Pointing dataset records
__________________________________________________
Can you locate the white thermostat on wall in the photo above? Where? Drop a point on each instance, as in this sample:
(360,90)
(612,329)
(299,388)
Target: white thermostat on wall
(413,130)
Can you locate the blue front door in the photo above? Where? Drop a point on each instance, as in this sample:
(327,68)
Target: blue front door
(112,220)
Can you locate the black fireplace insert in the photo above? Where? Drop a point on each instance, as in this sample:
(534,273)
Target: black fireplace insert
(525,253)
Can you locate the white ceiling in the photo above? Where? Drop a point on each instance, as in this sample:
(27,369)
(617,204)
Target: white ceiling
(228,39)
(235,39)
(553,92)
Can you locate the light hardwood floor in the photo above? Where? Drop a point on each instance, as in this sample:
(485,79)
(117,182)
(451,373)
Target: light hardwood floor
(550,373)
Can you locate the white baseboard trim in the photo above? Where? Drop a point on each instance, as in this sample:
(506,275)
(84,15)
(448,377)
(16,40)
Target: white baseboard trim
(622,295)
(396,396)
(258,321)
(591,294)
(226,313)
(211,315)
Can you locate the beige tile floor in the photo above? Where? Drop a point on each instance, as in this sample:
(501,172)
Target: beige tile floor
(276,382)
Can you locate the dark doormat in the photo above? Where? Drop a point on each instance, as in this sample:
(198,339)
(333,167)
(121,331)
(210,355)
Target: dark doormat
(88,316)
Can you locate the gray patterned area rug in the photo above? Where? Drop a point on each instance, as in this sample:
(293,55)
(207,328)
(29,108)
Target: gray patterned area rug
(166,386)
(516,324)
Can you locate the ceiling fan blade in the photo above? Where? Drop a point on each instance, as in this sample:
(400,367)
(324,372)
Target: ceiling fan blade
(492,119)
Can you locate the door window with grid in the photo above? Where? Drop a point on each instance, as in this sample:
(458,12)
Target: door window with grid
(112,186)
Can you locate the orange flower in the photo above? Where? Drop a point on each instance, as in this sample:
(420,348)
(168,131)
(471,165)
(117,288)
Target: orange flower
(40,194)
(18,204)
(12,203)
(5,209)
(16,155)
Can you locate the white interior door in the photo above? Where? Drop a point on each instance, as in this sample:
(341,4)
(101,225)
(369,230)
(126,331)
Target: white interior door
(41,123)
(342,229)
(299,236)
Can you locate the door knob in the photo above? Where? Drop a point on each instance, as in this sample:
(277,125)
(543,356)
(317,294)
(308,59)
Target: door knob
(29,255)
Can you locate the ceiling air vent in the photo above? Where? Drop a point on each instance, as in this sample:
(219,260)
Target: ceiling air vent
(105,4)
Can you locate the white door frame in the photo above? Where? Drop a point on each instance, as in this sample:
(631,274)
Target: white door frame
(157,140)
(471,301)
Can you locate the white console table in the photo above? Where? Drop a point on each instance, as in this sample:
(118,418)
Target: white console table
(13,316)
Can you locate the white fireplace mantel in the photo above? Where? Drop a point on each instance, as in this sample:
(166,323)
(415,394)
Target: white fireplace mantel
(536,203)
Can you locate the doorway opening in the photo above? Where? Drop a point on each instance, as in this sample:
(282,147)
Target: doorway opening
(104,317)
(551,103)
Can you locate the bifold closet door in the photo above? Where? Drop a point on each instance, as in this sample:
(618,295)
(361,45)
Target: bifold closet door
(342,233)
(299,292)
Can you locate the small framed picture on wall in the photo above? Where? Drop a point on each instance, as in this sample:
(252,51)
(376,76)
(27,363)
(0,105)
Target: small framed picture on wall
__________________________________________________
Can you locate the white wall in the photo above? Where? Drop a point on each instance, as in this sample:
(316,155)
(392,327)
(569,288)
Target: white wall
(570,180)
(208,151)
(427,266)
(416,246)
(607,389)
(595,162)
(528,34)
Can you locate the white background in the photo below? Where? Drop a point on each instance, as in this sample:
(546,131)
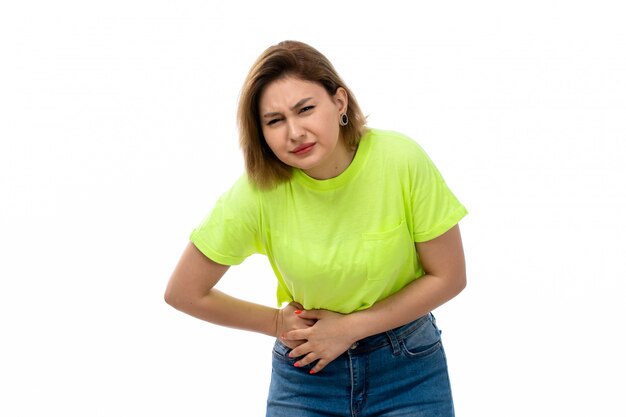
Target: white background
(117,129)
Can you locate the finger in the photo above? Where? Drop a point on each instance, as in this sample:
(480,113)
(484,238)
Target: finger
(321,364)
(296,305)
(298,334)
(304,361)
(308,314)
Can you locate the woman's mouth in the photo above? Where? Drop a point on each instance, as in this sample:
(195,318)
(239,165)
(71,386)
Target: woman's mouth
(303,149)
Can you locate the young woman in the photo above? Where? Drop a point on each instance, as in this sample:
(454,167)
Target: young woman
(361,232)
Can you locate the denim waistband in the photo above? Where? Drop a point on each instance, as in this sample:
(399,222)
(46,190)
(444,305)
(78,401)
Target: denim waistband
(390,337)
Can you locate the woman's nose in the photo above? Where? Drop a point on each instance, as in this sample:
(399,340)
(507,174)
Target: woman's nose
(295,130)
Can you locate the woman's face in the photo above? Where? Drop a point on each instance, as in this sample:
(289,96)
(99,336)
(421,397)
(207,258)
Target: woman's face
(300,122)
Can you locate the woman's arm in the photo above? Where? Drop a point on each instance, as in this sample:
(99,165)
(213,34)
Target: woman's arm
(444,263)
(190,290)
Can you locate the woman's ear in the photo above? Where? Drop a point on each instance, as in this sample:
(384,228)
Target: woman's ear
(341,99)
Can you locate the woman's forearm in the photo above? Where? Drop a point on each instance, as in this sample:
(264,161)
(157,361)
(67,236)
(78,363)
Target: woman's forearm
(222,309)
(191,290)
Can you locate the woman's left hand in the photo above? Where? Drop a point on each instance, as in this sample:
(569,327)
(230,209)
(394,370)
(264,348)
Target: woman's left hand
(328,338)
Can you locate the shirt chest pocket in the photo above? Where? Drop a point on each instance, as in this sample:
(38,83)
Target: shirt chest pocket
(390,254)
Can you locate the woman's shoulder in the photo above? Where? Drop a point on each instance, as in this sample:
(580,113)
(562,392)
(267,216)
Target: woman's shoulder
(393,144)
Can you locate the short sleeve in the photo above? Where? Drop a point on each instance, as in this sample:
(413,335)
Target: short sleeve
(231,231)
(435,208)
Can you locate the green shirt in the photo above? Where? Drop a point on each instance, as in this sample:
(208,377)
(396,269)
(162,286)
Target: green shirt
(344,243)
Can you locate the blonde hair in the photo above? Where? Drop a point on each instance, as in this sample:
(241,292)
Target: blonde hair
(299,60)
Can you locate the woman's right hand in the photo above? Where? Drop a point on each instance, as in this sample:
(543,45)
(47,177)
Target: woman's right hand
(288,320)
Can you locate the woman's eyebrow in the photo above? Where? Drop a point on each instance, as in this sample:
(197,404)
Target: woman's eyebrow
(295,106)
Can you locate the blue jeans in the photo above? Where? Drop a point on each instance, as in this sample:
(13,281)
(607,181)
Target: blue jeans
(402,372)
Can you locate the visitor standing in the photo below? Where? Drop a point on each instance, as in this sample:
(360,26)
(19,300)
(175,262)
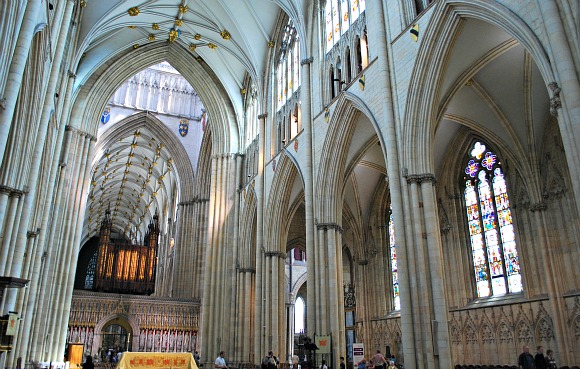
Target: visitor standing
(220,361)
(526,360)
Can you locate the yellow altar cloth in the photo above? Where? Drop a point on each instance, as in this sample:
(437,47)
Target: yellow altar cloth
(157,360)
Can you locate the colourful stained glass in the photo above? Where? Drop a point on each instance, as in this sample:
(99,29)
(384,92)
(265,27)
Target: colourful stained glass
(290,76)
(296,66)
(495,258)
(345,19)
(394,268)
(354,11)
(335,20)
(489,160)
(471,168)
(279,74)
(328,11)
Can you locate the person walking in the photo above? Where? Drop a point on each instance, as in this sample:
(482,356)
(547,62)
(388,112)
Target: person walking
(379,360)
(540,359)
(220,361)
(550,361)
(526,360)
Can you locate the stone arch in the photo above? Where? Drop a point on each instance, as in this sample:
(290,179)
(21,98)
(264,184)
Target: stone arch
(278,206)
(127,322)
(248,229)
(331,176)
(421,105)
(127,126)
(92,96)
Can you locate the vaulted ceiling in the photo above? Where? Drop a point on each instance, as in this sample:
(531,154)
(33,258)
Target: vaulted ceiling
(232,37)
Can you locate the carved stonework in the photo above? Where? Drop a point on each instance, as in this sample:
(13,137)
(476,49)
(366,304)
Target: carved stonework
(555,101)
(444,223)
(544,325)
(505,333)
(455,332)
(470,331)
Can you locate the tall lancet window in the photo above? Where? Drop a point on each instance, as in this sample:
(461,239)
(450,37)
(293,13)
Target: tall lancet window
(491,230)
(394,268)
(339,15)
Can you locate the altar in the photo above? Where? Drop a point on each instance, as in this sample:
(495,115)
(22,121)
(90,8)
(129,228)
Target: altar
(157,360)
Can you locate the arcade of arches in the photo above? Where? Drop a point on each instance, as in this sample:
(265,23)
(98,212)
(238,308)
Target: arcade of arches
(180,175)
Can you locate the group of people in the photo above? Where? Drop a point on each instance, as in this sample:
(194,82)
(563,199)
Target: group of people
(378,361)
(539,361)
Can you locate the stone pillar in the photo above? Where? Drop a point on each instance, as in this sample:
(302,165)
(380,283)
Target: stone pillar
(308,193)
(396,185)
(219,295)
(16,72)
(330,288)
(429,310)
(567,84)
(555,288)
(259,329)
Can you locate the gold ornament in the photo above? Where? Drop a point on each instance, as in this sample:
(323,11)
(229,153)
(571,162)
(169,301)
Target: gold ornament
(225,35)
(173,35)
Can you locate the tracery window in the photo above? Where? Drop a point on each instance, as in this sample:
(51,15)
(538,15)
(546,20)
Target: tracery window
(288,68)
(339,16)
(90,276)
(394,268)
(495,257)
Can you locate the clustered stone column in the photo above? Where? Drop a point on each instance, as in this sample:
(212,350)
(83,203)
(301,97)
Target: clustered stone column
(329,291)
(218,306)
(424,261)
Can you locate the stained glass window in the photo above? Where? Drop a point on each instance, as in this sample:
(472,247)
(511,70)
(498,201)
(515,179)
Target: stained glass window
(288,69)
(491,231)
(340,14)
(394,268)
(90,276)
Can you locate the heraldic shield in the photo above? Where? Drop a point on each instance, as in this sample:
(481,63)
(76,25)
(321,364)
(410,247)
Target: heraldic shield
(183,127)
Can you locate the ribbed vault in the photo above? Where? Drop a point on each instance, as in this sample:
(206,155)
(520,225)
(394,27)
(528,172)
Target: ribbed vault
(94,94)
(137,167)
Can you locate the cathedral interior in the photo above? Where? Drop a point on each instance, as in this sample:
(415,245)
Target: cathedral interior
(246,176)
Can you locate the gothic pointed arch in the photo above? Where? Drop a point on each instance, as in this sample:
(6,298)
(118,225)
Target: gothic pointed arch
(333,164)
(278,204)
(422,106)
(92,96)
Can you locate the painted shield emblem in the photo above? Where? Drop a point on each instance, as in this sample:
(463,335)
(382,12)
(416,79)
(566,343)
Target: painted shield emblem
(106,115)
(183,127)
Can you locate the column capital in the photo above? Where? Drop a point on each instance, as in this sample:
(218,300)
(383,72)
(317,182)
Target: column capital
__________________________________________________
TO DO
Pull out each line of the items above that contains the string "finger". Case counts.

CORRECT RESULT
Can you locate the finger in the photo above? Where? Drop a point on each instance, as in this sample:
Target: finger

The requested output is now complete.